# Exercise material

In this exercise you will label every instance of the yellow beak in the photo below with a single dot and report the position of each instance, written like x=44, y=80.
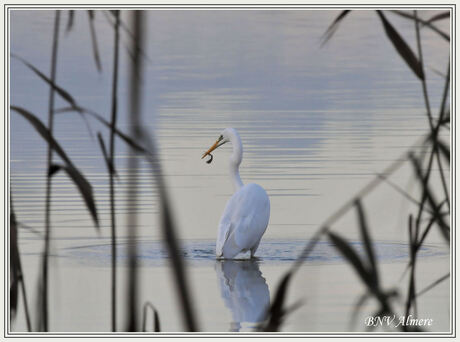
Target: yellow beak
x=212, y=148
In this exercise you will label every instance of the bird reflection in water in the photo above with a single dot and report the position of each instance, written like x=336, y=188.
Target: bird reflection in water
x=244, y=291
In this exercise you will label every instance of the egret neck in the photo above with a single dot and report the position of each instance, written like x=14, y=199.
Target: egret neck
x=235, y=160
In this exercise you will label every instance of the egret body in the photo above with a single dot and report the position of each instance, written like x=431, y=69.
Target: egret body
x=247, y=212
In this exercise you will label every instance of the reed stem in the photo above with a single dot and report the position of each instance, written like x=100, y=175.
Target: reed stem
x=44, y=288
x=111, y=170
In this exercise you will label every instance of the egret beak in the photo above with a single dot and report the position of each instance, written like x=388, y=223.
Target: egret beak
x=213, y=147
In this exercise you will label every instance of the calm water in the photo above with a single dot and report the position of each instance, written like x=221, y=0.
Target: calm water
x=316, y=123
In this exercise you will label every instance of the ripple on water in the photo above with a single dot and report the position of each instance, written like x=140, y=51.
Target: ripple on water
x=152, y=253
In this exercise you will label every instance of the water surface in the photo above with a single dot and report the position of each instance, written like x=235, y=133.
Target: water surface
x=316, y=124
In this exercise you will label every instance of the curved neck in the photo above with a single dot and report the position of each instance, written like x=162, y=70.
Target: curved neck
x=235, y=161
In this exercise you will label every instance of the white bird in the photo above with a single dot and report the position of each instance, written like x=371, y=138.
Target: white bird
x=247, y=212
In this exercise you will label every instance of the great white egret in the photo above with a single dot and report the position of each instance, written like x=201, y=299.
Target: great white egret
x=247, y=212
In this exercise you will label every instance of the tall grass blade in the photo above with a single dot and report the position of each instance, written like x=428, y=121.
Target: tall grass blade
x=70, y=21
x=333, y=27
x=112, y=171
x=401, y=47
x=445, y=150
x=276, y=311
x=64, y=94
x=432, y=27
x=43, y=285
x=444, y=228
x=432, y=285
x=94, y=40
x=437, y=17
x=84, y=187
x=349, y=254
x=367, y=241
x=357, y=307
x=170, y=238
x=14, y=262
x=17, y=276
x=108, y=161
x=44, y=132
x=156, y=318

# About this task
Each line from the start of the entries through the line with "In this exercise you will label every instance of the bird" is to be restated exactly, and the pictures are to be skipped.

# Expected output
In this exercise you will label every instance of the yellow beak in the photo below with a single dot and report the position of each instance, written like x=44, y=80.
Target: yellow beak
x=212, y=148
In this exercise you will label every instance of the bird reflection in water in the photo above with a single dot and report the position of each instance, written like x=336, y=188.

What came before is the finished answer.